**ACTIVITY**: An exact repetition of all the entries that follow is required.
[THE INPUT — start]
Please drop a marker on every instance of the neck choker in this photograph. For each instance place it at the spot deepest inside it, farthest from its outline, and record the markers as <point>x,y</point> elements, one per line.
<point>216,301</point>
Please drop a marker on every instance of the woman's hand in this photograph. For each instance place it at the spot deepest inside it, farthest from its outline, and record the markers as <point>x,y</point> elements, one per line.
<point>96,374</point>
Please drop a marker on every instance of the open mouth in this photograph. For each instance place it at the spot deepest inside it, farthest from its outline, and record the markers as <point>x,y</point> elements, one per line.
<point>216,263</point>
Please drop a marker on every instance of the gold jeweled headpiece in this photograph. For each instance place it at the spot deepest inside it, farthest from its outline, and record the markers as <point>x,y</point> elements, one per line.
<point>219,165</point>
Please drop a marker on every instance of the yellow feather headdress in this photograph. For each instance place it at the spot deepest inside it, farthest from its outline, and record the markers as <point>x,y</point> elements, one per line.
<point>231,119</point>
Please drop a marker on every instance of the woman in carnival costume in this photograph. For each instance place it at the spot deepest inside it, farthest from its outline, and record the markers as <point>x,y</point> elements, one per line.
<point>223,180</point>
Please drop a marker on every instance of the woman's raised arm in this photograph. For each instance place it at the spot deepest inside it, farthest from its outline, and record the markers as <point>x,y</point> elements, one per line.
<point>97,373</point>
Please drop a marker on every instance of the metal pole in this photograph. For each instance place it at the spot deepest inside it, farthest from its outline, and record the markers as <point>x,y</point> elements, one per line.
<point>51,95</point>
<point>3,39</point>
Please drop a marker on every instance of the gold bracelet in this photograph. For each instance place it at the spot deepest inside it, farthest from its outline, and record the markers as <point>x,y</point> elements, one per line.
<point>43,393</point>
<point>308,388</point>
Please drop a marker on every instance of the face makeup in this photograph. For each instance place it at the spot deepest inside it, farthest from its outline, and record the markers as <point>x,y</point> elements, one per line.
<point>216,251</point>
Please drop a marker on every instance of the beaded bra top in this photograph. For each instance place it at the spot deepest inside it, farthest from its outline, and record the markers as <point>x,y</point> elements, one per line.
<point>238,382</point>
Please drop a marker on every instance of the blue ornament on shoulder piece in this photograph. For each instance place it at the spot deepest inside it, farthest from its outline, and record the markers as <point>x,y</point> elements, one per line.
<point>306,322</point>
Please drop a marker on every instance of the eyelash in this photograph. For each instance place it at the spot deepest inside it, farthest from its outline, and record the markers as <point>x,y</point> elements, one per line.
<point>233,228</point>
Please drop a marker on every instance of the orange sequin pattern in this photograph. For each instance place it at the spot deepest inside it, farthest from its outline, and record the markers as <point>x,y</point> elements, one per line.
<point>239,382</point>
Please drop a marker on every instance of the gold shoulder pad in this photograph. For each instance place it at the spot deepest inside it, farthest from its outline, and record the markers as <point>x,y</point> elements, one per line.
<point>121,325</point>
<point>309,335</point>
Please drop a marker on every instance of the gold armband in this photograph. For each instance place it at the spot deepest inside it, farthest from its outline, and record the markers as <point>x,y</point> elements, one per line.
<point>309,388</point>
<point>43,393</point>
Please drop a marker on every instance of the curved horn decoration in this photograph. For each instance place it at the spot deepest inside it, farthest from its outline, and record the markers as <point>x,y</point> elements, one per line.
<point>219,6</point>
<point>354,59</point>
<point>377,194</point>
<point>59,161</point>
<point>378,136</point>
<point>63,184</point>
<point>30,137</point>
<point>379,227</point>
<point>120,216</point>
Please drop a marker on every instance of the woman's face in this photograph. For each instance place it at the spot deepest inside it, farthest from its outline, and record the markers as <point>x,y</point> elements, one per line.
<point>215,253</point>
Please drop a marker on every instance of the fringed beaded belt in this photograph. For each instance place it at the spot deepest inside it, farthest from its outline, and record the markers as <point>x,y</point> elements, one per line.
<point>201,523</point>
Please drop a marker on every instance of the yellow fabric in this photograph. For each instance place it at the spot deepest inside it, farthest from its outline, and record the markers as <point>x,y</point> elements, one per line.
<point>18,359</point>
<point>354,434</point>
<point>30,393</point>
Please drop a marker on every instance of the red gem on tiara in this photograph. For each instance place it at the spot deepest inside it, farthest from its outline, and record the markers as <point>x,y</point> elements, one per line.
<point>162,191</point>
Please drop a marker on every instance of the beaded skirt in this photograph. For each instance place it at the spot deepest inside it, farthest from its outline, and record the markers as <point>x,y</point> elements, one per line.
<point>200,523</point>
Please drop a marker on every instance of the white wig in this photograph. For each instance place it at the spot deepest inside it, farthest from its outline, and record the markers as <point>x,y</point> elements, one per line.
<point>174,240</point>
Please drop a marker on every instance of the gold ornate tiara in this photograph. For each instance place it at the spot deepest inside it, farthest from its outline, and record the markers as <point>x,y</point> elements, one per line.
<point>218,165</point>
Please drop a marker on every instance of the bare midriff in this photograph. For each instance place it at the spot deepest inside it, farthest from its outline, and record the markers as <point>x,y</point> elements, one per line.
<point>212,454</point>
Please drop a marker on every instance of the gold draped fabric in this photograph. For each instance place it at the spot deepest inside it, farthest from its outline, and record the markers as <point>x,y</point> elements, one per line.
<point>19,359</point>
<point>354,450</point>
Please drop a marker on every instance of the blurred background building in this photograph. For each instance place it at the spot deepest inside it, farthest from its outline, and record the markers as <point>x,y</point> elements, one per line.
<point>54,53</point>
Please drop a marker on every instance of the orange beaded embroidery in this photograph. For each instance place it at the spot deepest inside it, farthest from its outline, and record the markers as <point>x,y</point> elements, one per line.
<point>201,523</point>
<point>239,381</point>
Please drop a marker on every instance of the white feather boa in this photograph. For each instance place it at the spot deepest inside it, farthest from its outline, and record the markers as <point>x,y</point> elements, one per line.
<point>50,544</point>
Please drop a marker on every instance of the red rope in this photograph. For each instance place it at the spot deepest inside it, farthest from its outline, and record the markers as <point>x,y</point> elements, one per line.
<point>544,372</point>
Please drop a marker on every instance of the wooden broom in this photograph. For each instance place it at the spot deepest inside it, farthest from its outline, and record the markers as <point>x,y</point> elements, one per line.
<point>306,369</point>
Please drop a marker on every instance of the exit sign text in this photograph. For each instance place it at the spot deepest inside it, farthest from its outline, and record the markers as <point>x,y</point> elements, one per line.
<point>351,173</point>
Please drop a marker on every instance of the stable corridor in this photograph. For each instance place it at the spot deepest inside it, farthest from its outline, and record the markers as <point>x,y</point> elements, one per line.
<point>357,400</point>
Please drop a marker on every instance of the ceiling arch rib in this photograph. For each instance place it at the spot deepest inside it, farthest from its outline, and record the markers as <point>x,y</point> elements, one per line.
[THE INPUT — finish]
**EXERCISE ANSWER**:
Please drop a marker on every instance of the neck choker in this photograph. For each instance place it at the spot deepest inside it, farthest from its outline, and record the markers as <point>x,y</point> elements, one per line.
<point>216,301</point>
Please drop a marker on every instance of the woman's hand in this photograph. For each instance place it at the spot deepest inside it, farthest from its outline, and record the markers as <point>x,y</point> elements, one per line.
<point>96,374</point>
Please drop a marker on every instance of the open mouth in this photograph. For each instance place it at the spot deepest inside it, farthest from its outline, and record the markers as <point>x,y</point> elements, one per line.
<point>216,263</point>
Please drop a marker on every instance of the gold jeweled headpiece in this photograph. For each instance place it at the spot deepest inside it, farthest from its outline, and record the markers as <point>x,y</point> elements, one per line.
<point>219,165</point>
Please drop a marker on every instance of the yellow feather headdress in this photograph. For each instance place it at the spot deepest inside it, farthest from its outline, and record the markers as <point>x,y</point> elements, one per line.
<point>231,119</point>
Please drop a marker on every instance of the woman in carnival costume in this photograph. For each instance place it at the spot deepest inside it, farthest from its outline, and record the markers as <point>x,y</point> elements, one per line.
<point>223,180</point>
Please drop a marker on every instance of the woman's raised arm in this photograph. For each instance place it at the spot deepest inside it, farthest from its outline, and record the markers as <point>x,y</point> elements, one per line.
<point>97,373</point>
Please drop a marker on every instance of the metal pole in this photograph. For each instance place it at the spot deepest inside it, farthest from its outline, and record the markers as <point>x,y</point> elements, one per line.
<point>51,95</point>
<point>3,39</point>
Please drop a marker on every instance of the gold bracelet in this photograph. For each instance place it at the spot deepest inside it, farthest from its outline, and record the markers as <point>x,y</point> elements, one per line.
<point>43,393</point>
<point>308,388</point>
Please drop a marker on every instance of the face makeup in this photograph. For each instance place it at the spot deepest inside it, farthest from its outline, and record the markers as <point>x,y</point> elements, one per line.
<point>216,251</point>
Please drop a marker on every instance of the beaded bra top in this photograph. For each instance place it at the spot deepest inside it, farthest from its outline, and record the markers as <point>x,y</point> elements, one per line.
<point>238,382</point>
Please drop a marker on every instance of the blue ornament on shoulder piece in this photograph. For each instance place it at the spot deepest inside it, farthest from its outline, and record the markers as <point>x,y</point> elements, one per line.
<point>306,322</point>
Please drop a marker on every instance of the eyelash in this photograph. For each instance place it at the spot deepest inside it, farthest from its outline, and record the markers as <point>x,y</point> elements, one per line.
<point>233,228</point>
Please drop a marker on every instance of the orange sequin pattern in this photograph. For each instance place it at the spot deepest inside it, farthest from its outline, and record the markers as <point>x,y</point> elements, one per line.
<point>239,382</point>
Please drop a marker on every instance of the gold shoulder pad in this photograph. For each instance place it at the spot deepest inside it, farthest from its outline, and record the markers as <point>x,y</point> elements, one per line.
<point>121,325</point>
<point>309,335</point>
Please drop a marker on every instance of the gold armband in this photograph. For each instance place it at the spot deepest inside it, farthest from its outline, and record the markers as <point>x,y</point> elements, one per line.
<point>309,388</point>
<point>43,393</point>
Please drop a marker on every instance of the curved horn decoration in this photograph. For each instance place it at the spot deepest inside it, farthest from its outline, and record the markers as <point>x,y</point> elements, one per line.
<point>219,6</point>
<point>354,59</point>
<point>377,194</point>
<point>59,161</point>
<point>378,136</point>
<point>63,184</point>
<point>30,137</point>
<point>379,227</point>
<point>120,216</point>
Please drop a marker on every instance of the woman's face in this photograph. For each instance place it at the spot deepest inside it, farthest from its outline, and record the markers as <point>x,y</point> elements, one per line.
<point>215,253</point>
Please drop a marker on every instance of the fringed beaded belt in this photograph. For each instance place it at the spot deepest inside it, farthest from its outline, and record the markers as <point>x,y</point> elements, one per line.
<point>201,523</point>
Please drop a marker on every instance of the yellow fabric in this photograph. For each instance place it at the spot deepest inside it, farthest from its outline, and record the markers as <point>x,y</point> elements, one per line.
<point>18,359</point>
<point>354,434</point>
<point>30,393</point>
Please drop a marker on every instance of the red gem on tiara in this photograph. For each instance place it at the spot deepest inside it, farthest from its outline, and record the markers as <point>x,y</point> elements, one per line.
<point>162,191</point>
Please drop a marker on every instance of the beaded skirt in this photograph. For each instance place it at the spot deepest inside it, farthest from its outline, and record the markers as <point>x,y</point> elements, one per line.
<point>200,523</point>
Please drop a marker on every instance of the white wig in this photograph. For each instance place it at the spot deepest inside it, farthest from its outline, and record the markers as <point>x,y</point> elements, one per line.
<point>174,240</point>
Please drop a marker on every instance of the gold ornate tiara in this photograph. For each instance place it at the spot deepest inside it, farthest from its outline, and record the markers as <point>x,y</point> elements, one per line.
<point>218,165</point>
Please drop a marker on every instance of the bare midriff in this photograph. For each instance place it at the spot deepest inside it, farthest from its outline, and record the markers as <point>x,y</point> elements, one per line.
<point>212,454</point>
Please drop a marker on every instance of the gold draped fabric in this photograph. For each instance place it at the spot deepest inside it, farthest from its outline, and record the markers as <point>x,y</point> elements, one per line.
<point>19,359</point>
<point>354,450</point>
Please drop a marker on every instance of the blurred background building in this photograph. For each instance place it at the spot deepest inside it, farthest from its outline, and record the markers as <point>x,y</point> elements, one per line.
<point>54,53</point>
Please drop a marker on every instance of the orange beaded embroidery in this photograph. For each instance place it at the spot deepest inside it, farthest from its outline, and record the markers as <point>x,y</point> elements, one per line.
<point>201,523</point>
<point>239,381</point>
Please drop a marker on every instance of the white feather boa in this photograph. For each instance place it at the spot deepest inside it, farthest from its outline, and record the markers as <point>x,y</point> elements, one per line.
<point>50,544</point>
Please drop a marker on every instance of the red rope in this photograph. For each instance place it at the spot deepest inside it, farthest from its outline, and record the markers as <point>x,y</point> elements, one per line.
<point>544,372</point>
Please drop a marker on every instance of the wooden broom in this photograph. For each instance place it at the spot deepest inside it, farthest from its outline, and record the markers as <point>x,y</point> elements, one per line.
<point>306,369</point>
Please drop a marker on every instance of the exit sign text in this photograph. For each instance place it at the spot deepest inside it, farthest from its outline, and record the markers as <point>x,y</point> elements, one per line.
<point>351,173</point>
Please drop a marker on every instance of the stable corridor in this photograph. For each instance place it at the spot deepest inside it, farthest from its outline, and record the markers as <point>x,y</point> elements, one per line.
<point>357,400</point>
Please drop a marker on every instance of the ceiling arch rib in this photograph. For each instance place it at the spot deepest inside it, farthest from its outline, and record the markers as <point>x,y</point> elements, one per line.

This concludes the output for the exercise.